Rows from a pointing dataset:
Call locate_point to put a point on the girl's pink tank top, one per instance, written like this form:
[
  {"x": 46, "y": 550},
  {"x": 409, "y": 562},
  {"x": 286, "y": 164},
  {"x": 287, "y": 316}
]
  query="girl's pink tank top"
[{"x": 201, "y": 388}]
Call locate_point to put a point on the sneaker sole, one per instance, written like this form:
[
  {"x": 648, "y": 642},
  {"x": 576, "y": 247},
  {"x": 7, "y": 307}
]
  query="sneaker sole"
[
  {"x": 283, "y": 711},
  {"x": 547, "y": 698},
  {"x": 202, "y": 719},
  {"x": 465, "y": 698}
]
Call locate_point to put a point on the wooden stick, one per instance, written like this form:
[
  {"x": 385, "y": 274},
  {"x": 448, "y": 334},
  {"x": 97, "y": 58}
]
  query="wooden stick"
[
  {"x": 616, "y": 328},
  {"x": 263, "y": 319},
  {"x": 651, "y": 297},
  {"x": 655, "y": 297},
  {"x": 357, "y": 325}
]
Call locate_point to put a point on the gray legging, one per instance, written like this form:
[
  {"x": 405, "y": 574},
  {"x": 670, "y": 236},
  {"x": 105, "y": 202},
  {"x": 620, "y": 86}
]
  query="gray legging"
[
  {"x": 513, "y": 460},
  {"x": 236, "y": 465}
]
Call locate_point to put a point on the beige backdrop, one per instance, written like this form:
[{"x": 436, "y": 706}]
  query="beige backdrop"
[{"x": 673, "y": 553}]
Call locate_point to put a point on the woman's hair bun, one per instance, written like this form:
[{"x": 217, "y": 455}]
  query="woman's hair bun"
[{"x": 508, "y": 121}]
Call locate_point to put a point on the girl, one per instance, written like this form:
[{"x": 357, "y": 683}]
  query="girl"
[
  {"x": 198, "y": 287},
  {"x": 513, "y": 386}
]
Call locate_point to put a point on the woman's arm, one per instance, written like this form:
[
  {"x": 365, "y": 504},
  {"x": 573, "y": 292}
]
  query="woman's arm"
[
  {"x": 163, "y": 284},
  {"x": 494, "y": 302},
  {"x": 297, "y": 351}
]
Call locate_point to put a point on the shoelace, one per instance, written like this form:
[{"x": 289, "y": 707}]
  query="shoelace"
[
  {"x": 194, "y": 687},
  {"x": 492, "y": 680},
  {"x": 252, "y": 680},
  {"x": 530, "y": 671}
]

...

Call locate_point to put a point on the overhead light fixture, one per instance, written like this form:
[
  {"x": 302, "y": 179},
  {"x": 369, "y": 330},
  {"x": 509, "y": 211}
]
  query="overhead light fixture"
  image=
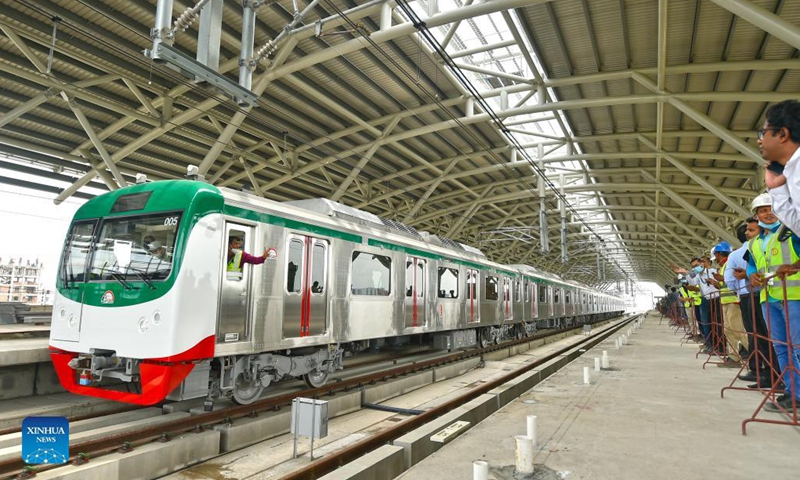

---

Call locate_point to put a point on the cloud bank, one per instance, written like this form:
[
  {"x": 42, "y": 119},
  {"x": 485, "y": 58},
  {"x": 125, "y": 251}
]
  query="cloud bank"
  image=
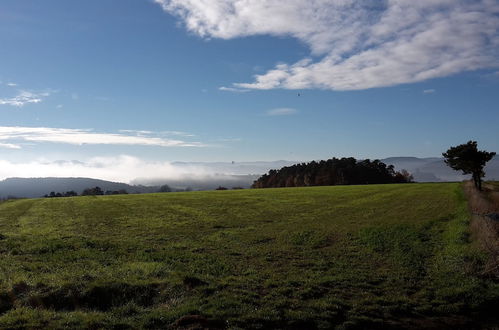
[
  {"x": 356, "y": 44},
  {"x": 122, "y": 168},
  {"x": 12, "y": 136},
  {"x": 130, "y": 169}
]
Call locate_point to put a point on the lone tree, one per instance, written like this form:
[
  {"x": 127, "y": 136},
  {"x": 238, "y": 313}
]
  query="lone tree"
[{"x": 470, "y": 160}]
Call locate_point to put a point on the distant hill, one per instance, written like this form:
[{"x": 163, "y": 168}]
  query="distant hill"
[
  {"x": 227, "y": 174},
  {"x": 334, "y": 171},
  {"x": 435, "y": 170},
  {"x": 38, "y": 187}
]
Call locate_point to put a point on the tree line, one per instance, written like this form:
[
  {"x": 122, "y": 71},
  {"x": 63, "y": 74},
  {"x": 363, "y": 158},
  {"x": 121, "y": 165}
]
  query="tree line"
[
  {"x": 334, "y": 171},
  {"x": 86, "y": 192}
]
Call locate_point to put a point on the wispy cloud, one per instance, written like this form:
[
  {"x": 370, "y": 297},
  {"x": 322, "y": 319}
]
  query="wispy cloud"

### [DO THIS]
Extract every line of the records above that contains the word "backdrop".

### [ANSWER TO THE PROBLEM]
Call locate_point to put a point on the beige backdrop, one per instance, written like this form:
  query="beige backdrop"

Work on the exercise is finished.